◆ ENTRIES

------------------------------------------------------------

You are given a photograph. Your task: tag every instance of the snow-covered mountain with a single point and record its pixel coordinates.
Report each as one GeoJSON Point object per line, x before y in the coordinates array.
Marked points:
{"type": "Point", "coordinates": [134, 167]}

------------------------------------------------------------

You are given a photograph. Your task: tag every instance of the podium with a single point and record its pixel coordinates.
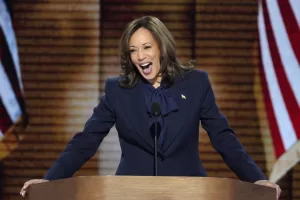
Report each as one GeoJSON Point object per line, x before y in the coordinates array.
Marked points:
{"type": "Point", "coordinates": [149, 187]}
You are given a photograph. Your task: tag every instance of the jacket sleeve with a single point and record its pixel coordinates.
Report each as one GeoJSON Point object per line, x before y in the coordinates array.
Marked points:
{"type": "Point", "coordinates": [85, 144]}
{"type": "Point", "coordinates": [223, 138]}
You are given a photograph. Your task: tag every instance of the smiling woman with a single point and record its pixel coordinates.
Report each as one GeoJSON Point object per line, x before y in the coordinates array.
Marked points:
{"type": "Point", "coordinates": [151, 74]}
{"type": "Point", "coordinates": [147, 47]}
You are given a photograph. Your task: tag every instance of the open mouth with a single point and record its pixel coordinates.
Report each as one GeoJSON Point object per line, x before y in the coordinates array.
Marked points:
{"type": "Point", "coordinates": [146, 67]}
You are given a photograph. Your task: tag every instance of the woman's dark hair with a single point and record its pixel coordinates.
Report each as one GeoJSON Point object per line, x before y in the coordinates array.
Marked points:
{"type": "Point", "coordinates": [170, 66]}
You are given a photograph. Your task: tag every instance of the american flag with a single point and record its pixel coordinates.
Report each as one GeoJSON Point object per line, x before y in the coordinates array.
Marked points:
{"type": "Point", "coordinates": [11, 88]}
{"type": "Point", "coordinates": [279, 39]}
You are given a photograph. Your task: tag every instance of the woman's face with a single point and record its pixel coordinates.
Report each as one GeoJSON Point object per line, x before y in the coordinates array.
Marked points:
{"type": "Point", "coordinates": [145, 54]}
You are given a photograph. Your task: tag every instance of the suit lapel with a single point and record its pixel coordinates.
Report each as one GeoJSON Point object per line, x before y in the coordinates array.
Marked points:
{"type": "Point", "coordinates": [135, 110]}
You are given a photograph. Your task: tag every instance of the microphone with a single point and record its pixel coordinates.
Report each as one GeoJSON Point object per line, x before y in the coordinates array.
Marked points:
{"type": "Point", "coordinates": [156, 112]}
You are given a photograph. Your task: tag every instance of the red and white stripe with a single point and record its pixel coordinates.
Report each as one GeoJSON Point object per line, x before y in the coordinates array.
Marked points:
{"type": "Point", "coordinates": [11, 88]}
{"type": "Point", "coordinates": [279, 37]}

------------------------------------------------------------

◆ EXERCISE REQUIREMENTS
Output every line of the data above that contains the string "woman", matching case exactly.

◆ WRITTEN SOLUTION
You are given a photograph. Your task: tag every instance of the smiling woman with a single point and record its pixel coordinates.
You are given a photograph. Your task: tag every instance of the woman's dark hair with a single point and record its pixel coordinates.
You are given a photograph. Your task: tag every instance of the woman's face with a single point and record its pixel coordinates.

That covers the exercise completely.